[BEGIN Text shown]

I am asked to find $P(A^c | B^c)$ and I am given $P(A | B)$ = $\frac{1}{2}$ and $P(B | A) = \frac{1}{3}$.
I've tried to solve it but unfortunately, I couldn't complete it.
Here are my steps:
$P(A^c | B^c)$ = $\frac {1-P(A \bigcup B)}{1 - P(B)}$.
$P(A|B) = \frac{P(A \bigcap B)}{P(B)}$.
$\frac{1}{2} = \frac{P(A \bigcap B)}{P(B)}$.
$P(A \bigcap B) = \frac{1}{2} \times P(B)$
$P(B|A) = \frac{P(A \bigcap B)}{P(A)}$.
$P(A \bigcap B) = \frac{1}{3} \times P(A)$.
Then $\frac{P(A)}{P(B)} = \frac{3}{2}$.
$P(A) = \frac{3}{2} P(B)$.
$P(A \bigcup B) = \frac{3}{2} P(B) + P(B) - \frac{1}{2} P(B)$
then
$\frac {1-P(A \bigcup B)}{1 - P(B)} = \frac{1-2P(B)}{1 - P(B)}$, and here's my last step and I couldn't complete.
Update I misread the question statement
$A$ and $B$ are considering applying for a job. The probability that $A$ applies for the job is the probability that $A$ applies for the job given that $B$ applies for the job is $\frac{1}{2}$, and the probability that $B$ applies for the job given that $A$ applies for the job is $\frac{1}{3}$. What is the probability that $A$ doesn't apply for the job given that $B$ doesn't apply for the job?
I would starting with noticing that $\mathbb{P}(A) = 3\mathbb{P}(A\cap B)$ and $\mathbb{P}(B) = 2\mathbb{P}(A\cap B)$.

[END Text shown]

| List of tasks |
1 > From the conditional probability thread, write out the passage between "I am asked to" and "couldn't complete it.", inclusive.
2 > In the conditional probability thread, what is the probability that B applies for the job given that A applies for the job?

[BEGIN Record excerpts]

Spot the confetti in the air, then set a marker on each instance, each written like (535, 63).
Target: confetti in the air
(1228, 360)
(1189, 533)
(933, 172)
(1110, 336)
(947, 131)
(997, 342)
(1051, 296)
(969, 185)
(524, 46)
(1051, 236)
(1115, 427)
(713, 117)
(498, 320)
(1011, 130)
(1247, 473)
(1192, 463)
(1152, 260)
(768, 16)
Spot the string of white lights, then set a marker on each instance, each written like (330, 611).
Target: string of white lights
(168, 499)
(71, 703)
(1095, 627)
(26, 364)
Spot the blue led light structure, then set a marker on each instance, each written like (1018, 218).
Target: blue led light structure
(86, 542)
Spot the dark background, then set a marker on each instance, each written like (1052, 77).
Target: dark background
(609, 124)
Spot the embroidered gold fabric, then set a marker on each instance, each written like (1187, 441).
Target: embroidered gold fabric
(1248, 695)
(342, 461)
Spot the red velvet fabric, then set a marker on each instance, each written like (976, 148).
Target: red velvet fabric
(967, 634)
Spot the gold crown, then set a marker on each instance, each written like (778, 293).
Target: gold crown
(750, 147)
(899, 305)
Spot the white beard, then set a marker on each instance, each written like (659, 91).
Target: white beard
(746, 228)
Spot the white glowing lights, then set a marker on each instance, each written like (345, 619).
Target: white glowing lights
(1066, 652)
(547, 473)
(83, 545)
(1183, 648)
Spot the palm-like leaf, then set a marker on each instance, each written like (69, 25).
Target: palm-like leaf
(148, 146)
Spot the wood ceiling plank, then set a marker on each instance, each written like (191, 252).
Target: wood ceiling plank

[END Record excerpts]

| Answers given |
1 >
I am asked to find $P(A^c | B^c)$ and I am given $P(A | B)$ = $\frac{1}{2}$ and $P(B | A) = \frac{1}{3}$.
I've tried to solve it but unfortunately, I couldn't complete it.

2 > 1/3